PROBLEM STATEMENT → Rewrite the records from the line containing "target | ag logo" through the line containing "(1191, 333)", replacing "trunk lid" with "boot lid" and leaving everything else unchanged. Give only those lines.

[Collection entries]

※

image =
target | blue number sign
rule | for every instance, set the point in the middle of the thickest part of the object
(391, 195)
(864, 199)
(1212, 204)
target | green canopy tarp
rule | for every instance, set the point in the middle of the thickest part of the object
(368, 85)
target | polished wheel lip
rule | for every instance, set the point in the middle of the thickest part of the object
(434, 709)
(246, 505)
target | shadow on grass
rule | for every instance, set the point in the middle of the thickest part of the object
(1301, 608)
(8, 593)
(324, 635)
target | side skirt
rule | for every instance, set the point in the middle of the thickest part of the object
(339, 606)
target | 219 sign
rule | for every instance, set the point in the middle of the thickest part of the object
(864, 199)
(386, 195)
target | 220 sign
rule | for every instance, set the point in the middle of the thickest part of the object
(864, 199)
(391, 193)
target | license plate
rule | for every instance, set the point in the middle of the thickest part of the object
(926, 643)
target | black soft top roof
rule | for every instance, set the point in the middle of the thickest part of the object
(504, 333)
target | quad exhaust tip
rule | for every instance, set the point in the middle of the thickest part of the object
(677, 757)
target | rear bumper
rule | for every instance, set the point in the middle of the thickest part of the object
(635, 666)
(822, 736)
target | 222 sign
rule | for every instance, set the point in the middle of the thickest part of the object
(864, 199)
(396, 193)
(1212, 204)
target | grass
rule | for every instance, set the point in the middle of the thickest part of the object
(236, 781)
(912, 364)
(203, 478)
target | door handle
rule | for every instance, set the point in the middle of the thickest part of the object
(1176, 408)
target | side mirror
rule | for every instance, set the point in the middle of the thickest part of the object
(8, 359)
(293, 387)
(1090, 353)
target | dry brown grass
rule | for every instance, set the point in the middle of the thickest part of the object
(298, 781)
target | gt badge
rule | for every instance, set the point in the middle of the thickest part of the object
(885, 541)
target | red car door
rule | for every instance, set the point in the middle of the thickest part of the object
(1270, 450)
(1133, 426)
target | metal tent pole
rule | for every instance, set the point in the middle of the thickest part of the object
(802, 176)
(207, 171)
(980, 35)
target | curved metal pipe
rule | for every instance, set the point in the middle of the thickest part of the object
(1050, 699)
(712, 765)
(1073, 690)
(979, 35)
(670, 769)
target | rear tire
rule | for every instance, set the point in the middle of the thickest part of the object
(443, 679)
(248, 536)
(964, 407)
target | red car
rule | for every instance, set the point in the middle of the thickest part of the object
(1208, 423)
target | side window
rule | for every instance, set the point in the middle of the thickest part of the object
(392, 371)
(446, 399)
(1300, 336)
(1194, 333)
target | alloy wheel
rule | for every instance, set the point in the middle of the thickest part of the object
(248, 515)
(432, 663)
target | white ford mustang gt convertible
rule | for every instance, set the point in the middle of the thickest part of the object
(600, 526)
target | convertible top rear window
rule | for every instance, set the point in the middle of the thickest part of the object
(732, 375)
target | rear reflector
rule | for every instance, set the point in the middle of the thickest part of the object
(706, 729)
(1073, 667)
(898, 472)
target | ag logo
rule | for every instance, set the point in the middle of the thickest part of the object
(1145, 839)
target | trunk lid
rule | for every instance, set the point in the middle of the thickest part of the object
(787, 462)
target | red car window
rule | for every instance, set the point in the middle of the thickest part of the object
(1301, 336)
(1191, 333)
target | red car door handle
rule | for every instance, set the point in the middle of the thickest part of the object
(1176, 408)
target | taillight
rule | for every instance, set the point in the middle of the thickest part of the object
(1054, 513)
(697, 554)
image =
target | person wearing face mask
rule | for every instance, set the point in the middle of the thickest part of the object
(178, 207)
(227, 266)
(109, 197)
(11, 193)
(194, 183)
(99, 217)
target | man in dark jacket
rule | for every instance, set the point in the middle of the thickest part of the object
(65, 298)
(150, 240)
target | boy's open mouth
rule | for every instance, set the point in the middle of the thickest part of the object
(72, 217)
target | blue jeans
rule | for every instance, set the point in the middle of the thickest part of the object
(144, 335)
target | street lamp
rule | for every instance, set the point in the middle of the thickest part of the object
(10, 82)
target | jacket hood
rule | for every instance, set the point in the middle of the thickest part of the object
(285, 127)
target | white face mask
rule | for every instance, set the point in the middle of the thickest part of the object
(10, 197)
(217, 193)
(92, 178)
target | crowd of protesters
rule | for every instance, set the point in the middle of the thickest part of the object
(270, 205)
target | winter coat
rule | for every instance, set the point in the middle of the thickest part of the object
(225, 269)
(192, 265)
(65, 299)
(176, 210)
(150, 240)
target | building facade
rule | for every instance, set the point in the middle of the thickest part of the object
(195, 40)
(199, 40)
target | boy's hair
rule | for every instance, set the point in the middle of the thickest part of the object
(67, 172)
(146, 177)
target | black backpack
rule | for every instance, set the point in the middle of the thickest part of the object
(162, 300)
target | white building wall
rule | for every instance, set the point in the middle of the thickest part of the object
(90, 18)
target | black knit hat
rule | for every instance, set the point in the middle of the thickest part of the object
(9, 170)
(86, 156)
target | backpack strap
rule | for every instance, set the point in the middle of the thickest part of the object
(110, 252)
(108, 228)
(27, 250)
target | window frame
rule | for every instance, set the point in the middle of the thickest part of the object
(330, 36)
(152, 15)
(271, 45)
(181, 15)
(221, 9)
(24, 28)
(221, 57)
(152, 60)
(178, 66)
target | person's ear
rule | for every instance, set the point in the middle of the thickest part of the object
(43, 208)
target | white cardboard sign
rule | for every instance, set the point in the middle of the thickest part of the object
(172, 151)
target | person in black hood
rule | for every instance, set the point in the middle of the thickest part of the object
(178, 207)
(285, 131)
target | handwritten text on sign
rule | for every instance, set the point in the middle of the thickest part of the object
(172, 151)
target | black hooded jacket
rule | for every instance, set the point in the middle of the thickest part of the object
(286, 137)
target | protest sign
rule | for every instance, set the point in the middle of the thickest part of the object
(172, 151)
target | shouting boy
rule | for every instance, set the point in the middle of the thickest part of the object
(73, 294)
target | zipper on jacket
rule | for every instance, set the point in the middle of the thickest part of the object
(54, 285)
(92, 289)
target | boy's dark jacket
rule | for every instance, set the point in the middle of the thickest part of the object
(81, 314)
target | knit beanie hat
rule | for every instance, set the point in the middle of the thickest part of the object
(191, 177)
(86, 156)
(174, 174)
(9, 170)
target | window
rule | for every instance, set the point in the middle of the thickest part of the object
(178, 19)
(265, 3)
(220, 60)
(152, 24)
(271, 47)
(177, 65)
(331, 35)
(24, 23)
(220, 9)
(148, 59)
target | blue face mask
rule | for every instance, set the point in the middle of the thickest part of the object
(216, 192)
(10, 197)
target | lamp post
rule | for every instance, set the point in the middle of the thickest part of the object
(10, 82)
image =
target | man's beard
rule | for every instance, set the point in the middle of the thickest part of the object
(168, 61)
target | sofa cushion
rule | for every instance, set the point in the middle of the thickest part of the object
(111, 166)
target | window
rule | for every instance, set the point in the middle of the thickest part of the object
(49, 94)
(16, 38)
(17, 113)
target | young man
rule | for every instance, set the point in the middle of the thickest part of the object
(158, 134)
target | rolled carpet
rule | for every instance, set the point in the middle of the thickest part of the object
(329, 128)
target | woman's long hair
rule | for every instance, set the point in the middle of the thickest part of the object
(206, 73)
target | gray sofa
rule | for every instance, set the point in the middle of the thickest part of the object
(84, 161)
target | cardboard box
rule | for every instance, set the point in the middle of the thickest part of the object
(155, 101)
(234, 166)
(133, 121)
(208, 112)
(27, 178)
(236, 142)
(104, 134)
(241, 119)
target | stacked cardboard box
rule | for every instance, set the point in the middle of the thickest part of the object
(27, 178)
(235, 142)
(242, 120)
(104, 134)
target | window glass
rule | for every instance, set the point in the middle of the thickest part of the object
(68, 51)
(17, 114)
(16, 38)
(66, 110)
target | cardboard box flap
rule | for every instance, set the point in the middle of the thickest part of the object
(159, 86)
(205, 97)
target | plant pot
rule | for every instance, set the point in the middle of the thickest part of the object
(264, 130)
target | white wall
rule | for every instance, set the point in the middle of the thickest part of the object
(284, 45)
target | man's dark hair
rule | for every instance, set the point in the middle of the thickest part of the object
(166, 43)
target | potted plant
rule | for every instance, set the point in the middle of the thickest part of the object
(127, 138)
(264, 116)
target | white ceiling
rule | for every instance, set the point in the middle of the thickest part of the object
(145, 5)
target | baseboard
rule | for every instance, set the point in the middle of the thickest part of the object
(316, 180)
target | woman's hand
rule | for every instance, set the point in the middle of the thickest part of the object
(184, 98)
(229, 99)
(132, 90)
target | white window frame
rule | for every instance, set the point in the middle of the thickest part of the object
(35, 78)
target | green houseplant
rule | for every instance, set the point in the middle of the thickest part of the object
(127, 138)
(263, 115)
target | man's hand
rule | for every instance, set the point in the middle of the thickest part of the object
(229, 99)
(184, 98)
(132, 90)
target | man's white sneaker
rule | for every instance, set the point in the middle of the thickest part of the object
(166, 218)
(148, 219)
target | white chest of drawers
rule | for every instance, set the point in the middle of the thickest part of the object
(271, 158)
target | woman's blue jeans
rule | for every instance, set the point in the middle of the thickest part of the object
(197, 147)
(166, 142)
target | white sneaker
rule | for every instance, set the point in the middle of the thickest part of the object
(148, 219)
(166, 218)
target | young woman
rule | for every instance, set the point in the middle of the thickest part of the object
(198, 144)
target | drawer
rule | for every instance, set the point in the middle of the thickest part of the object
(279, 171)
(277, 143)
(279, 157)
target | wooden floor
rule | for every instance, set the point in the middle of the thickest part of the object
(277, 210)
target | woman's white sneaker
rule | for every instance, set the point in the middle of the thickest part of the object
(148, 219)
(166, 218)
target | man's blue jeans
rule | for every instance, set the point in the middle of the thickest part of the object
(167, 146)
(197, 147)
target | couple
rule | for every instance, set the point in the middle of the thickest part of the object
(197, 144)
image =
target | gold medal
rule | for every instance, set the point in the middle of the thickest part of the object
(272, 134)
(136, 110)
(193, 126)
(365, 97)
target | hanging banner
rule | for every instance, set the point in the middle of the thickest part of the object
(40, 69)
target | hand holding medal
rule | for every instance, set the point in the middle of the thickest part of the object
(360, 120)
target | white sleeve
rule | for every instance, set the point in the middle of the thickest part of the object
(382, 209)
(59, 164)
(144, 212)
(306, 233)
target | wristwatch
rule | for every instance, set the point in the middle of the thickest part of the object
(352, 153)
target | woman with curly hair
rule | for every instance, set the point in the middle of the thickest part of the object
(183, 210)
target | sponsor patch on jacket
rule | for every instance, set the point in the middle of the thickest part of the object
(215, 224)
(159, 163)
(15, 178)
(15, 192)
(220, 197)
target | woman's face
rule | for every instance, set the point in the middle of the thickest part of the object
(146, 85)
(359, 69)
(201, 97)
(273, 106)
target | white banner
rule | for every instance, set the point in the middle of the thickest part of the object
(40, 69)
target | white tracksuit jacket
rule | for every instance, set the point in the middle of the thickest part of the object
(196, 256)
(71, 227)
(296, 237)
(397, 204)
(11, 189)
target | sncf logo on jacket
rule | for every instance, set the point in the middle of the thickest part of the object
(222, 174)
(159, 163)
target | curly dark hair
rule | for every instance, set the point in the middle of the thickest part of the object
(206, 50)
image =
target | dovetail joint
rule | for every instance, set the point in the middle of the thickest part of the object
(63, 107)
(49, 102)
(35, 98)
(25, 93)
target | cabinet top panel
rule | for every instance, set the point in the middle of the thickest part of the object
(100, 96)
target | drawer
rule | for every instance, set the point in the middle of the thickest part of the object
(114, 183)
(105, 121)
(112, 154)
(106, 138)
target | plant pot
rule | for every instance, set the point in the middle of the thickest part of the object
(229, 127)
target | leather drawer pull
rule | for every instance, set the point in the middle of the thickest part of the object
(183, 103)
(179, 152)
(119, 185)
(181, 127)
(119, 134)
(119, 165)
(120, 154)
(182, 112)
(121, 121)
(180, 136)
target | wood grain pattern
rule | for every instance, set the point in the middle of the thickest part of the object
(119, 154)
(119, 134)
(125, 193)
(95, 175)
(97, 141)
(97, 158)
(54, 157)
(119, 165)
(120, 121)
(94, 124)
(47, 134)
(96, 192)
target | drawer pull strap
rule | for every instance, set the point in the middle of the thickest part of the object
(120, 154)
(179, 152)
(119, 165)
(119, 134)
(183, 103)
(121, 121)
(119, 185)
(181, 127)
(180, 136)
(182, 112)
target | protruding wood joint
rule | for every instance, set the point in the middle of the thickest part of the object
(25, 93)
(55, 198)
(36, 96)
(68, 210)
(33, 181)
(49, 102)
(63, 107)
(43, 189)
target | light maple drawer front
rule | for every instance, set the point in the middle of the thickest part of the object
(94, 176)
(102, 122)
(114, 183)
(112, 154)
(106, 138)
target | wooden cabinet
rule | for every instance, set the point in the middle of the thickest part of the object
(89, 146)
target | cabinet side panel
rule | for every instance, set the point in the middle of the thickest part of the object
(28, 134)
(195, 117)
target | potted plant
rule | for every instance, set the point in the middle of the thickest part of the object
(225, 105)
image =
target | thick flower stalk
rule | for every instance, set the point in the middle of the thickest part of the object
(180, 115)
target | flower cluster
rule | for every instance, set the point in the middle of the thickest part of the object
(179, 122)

※

WORKED SOLUTION →
target | ag logo
rule | for every instance, set the point in the middle of the thickest part of the object
(1145, 839)
target | boot lid
rule | for every instance, set the point in the middle of the thickest part of the object
(787, 462)
target | red car window
rule | for every instance, set the point in the middle of the thickest part of the object
(1301, 336)
(1191, 333)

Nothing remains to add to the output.